STATED EXERCISE - Turn the data below into a Markdown table with two columns, Row and Line, giving each nonblank line its own numbered row and leaving out the pictures.

INFORMATION GIVEN -

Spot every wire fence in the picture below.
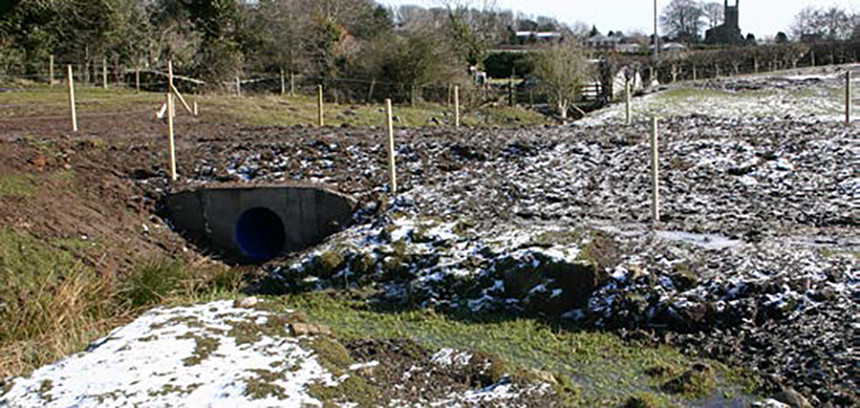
[0,43,858,133]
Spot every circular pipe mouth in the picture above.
[236,207,287,261]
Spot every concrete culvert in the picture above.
[236,207,287,260]
[165,185,356,263]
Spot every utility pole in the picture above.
[654,0,660,62]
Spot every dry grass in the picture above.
[0,82,550,127]
[0,229,242,378]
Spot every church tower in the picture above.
[724,0,741,28]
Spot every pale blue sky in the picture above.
[377,0,860,38]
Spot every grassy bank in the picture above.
[0,82,551,127]
[270,291,755,406]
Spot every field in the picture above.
[0,67,860,407]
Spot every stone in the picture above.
[774,387,812,408]
[233,296,260,308]
[290,323,332,337]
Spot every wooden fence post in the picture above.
[66,65,78,132]
[845,67,851,125]
[454,85,460,127]
[385,99,397,194]
[651,116,660,225]
[624,76,633,125]
[166,60,177,181]
[48,54,54,86]
[102,57,107,89]
[447,82,452,106]
[290,72,296,96]
[281,69,287,96]
[317,85,325,127]
[167,91,177,181]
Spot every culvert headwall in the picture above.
[165,186,356,262]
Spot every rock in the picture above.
[27,154,47,170]
[290,323,332,337]
[774,387,812,408]
[753,398,789,408]
[233,296,260,308]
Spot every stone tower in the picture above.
[723,0,741,28]
[705,0,744,45]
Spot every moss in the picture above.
[243,369,287,400]
[38,380,54,402]
[272,291,752,405]
[303,336,352,376]
[0,173,36,198]
[528,230,584,248]
[661,363,716,398]
[308,375,382,407]
[579,231,621,275]
[349,253,376,276]
[227,313,298,345]
[552,374,582,406]
[182,336,220,367]
[624,392,672,408]
[310,250,345,279]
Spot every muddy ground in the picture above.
[0,73,860,406]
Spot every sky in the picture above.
[377,0,860,39]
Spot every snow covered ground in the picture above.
[576,66,860,126]
[0,301,337,407]
[0,301,550,408]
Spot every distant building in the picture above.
[648,42,687,51]
[583,32,639,53]
[705,0,744,45]
[515,31,561,42]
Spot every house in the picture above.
[515,31,561,42]
[584,34,624,51]
[648,42,687,51]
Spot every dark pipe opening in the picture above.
[236,207,287,260]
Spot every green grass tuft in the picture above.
[0,174,36,198]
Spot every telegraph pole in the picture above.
[654,0,660,62]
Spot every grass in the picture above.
[0,83,550,127]
[266,292,754,406]
[0,173,36,198]
[0,228,245,378]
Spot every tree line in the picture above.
[660,0,860,44]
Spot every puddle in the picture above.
[654,230,744,249]
[595,224,745,250]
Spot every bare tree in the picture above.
[702,2,726,28]
[660,0,704,42]
[790,6,857,41]
[534,41,588,119]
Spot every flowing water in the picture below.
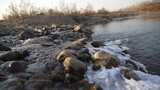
[86,15,160,90]
[93,17,160,75]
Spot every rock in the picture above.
[50,65,65,83]
[0,78,25,90]
[49,33,60,40]
[93,51,119,68]
[18,30,39,40]
[0,61,27,73]
[24,73,54,90]
[92,64,101,71]
[65,38,87,50]
[59,31,86,42]
[120,68,140,81]
[23,36,53,45]
[73,25,81,32]
[0,51,29,61]
[56,49,74,62]
[63,57,87,77]
[0,73,7,81]
[77,48,92,63]
[125,60,138,70]
[24,79,53,90]
[70,80,102,90]
[0,44,11,51]
[26,62,47,73]
[91,41,105,48]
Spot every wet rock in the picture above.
[13,72,32,80]
[63,57,87,78]
[24,79,53,90]
[25,73,54,90]
[26,62,46,73]
[0,72,7,81]
[93,51,119,68]
[0,51,29,61]
[0,61,27,73]
[23,36,52,45]
[70,80,102,90]
[50,64,65,83]
[125,60,138,70]
[18,30,39,40]
[92,64,101,71]
[73,25,81,32]
[49,33,60,40]
[56,49,74,62]
[120,68,140,81]
[77,48,92,63]
[91,41,105,48]
[65,38,87,50]
[0,78,25,90]
[0,44,11,51]
[60,31,86,42]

REPLY -
| Row | Line |
|---|---|
| 1 | Spot every wire fence in the picture below. |
| 2 | [0,43,858,133] |
| 3 | Spot every circular pipe mouth in the picture above. |
| 4 | [236,207,287,261] |
| 5 | Spot every concrete culvert in the picture above. |
| 6 | [236,207,287,260] |
| 7 | [165,185,356,263] |
| 8 | Spot every utility pole in the picture above. |
| 9 | [654,0,660,62] |
| 10 | Spot every dry grass in the picture above. |
| 11 | [0,82,550,127] |
| 12 | [0,229,242,378] |
| 13 | Spot every church tower in the picture above. |
| 14 | [724,0,741,28] |
| 15 | Spot every pale blue sky in the picture above. |
| 16 | [377,0,860,38] |
| 17 | Spot every grassy bank in the picture above. |
| 18 | [0,82,551,127] |
| 19 | [270,291,755,406] |
| 20 | Spot every field in the picture above. |
| 21 | [0,67,860,407] |
| 22 | Spot every stone in the picture above. |
| 23 | [774,387,812,408] |
| 24 | [233,296,260,308] |
| 25 | [290,323,332,337] |
| 26 | Spot every wooden fence post in the picture above. |
| 27 | [66,65,78,132] |
| 28 | [845,67,851,125] |
| 29 | [454,85,460,127] |
| 30 | [385,99,397,194] |
| 31 | [651,116,660,225] |
| 32 | [624,76,633,125] |
| 33 | [166,60,177,181] |
| 34 | [48,54,54,86] |
| 35 | [102,57,107,89] |
| 36 | [447,82,452,106] |
| 37 | [290,72,296,96] |
| 38 | [281,69,287,96] |
| 39 | [317,85,325,127] |
| 40 | [167,91,177,181] |
| 41 | Spot every culvert headwall in the picture above. |
| 42 | [165,186,356,262] |
| 43 | Spot every rock in the picture above. |
| 44 | [27,154,47,170] |
| 45 | [290,323,332,337] |
| 46 | [774,387,812,408] |
| 47 | [753,398,789,408] |
| 48 | [233,296,260,308] |
| 49 | Spot every stone tower in the picture above. |
| 50 | [723,0,741,28] |
| 51 | [705,0,744,45] |
| 52 | Spot every moss in the picture above. |
| 53 | [243,369,287,400] |
| 54 | [38,380,54,402] |
| 55 | [272,291,752,405] |
| 56 | [303,336,352,376] |
| 57 | [0,173,36,198] |
| 58 | [528,230,584,248] |
| 59 | [661,363,716,398] |
| 60 | [308,375,382,407] |
| 61 | [579,231,621,275] |
| 62 | [349,253,376,276] |
| 63 | [227,313,298,345] |
| 64 | [552,374,582,406] |
| 65 | [182,336,220,367] |
| 66 | [624,392,672,408] |
| 67 | [310,250,345,279] |
| 68 | Spot every muddy ground in the picture above. |
| 69 | [0,73,860,406] |
| 70 | Spot every sky in the picture above. |
| 71 | [377,0,860,39] |
| 72 | Spot every snow covered ground in the picture above. |
| 73 | [576,66,860,126] |
| 74 | [0,301,337,407] |
| 75 | [0,301,550,408] |
| 76 | Spot every distant building in the picture above. |
| 77 | [648,42,687,51] |
| 78 | [583,32,639,53] |
| 79 | [705,0,744,45] |
| 80 | [515,31,561,42] |
| 81 | Spot every house in the picture above. |
| 82 | [515,31,561,42] |
| 83 | [584,34,624,51] |
| 84 | [648,42,687,51] |
| 85 | Spot every dark pipe opening in the picture above. |
| 86 | [236,207,287,260] |
| 87 | Spot every green grass tuft in the picture above. |
| 88 | [0,174,36,198] |
| 89 | Spot every telegraph pole in the picture above. |
| 90 | [654,0,660,62] |
| 91 | Spot every grass in the picture above. |
| 92 | [0,83,550,127] |
| 93 | [266,292,754,406] |
| 94 | [0,173,36,198] |
| 95 | [0,228,245,378] |
| 96 | Spot every tree line in the picture above. |
| 97 | [660,0,860,44] |
| 98 | Spot every puddle in the picture above. |
| 99 | [654,230,744,249] |
| 100 | [595,224,745,250] |
| 101 | Spot every bare tree in the picture above. |
| 102 | [702,2,726,28] |
| 103 | [660,0,704,42] |
| 104 | [790,6,857,41] |
| 105 | [534,41,588,119] |
| 106 | Spot every flowing water in the picture below. |
| 107 | [86,15,160,90] |
| 108 | [93,17,160,75] |
| 109 | Spot every rock in the picture above. |
| 110 | [50,65,65,83] |
| 111 | [0,78,25,90] |
| 112 | [49,33,60,40] |
| 113 | [93,51,119,68] |
| 114 | [18,30,39,40] |
| 115 | [0,61,27,73] |
| 116 | [24,73,54,90] |
| 117 | [92,64,101,71] |
| 118 | [65,38,87,50] |
| 119 | [59,31,86,42] |
| 120 | [120,68,140,81] |
| 121 | [23,36,53,45] |
| 122 | [73,25,81,32] |
| 123 | [0,51,29,61] |
| 124 | [56,49,74,62] |
| 125 | [63,57,87,77] |
| 126 | [0,73,7,81] |
| 127 | [77,48,92,63] |
| 128 | [125,60,138,70] |
| 129 | [24,79,53,90] |
| 130 | [70,80,102,90] |
| 131 | [0,44,11,51] |
| 132 | [26,62,47,73] |
| 133 | [91,41,105,48] |
| 134 | Spot every wet rock in the picture above. |
| 135 | [13,72,32,80] |
| 136 | [63,57,87,78] |
| 137 | [24,79,53,90] |
| 138 | [25,73,54,90] |
| 139 | [26,62,46,73] |
| 140 | [0,72,7,81] |
| 141 | [93,51,119,68] |
| 142 | [0,51,29,61] |
| 143 | [0,61,27,73] |
| 144 | [23,36,52,45] |
| 145 | [70,80,102,90] |
| 146 | [50,64,65,83] |
| 147 | [125,60,138,70] |
| 148 | [18,30,39,40] |
| 149 | [92,64,101,71] |
| 150 | [73,25,81,32] |
| 151 | [49,33,60,40] |
| 152 | [56,49,74,62] |
| 153 | [120,68,140,81] |
| 154 | [77,48,92,63] |
| 155 | [91,41,105,48] |
| 156 | [65,38,87,50] |
| 157 | [0,78,25,90] |
| 158 | [0,44,11,51] |
| 159 | [60,31,86,42] |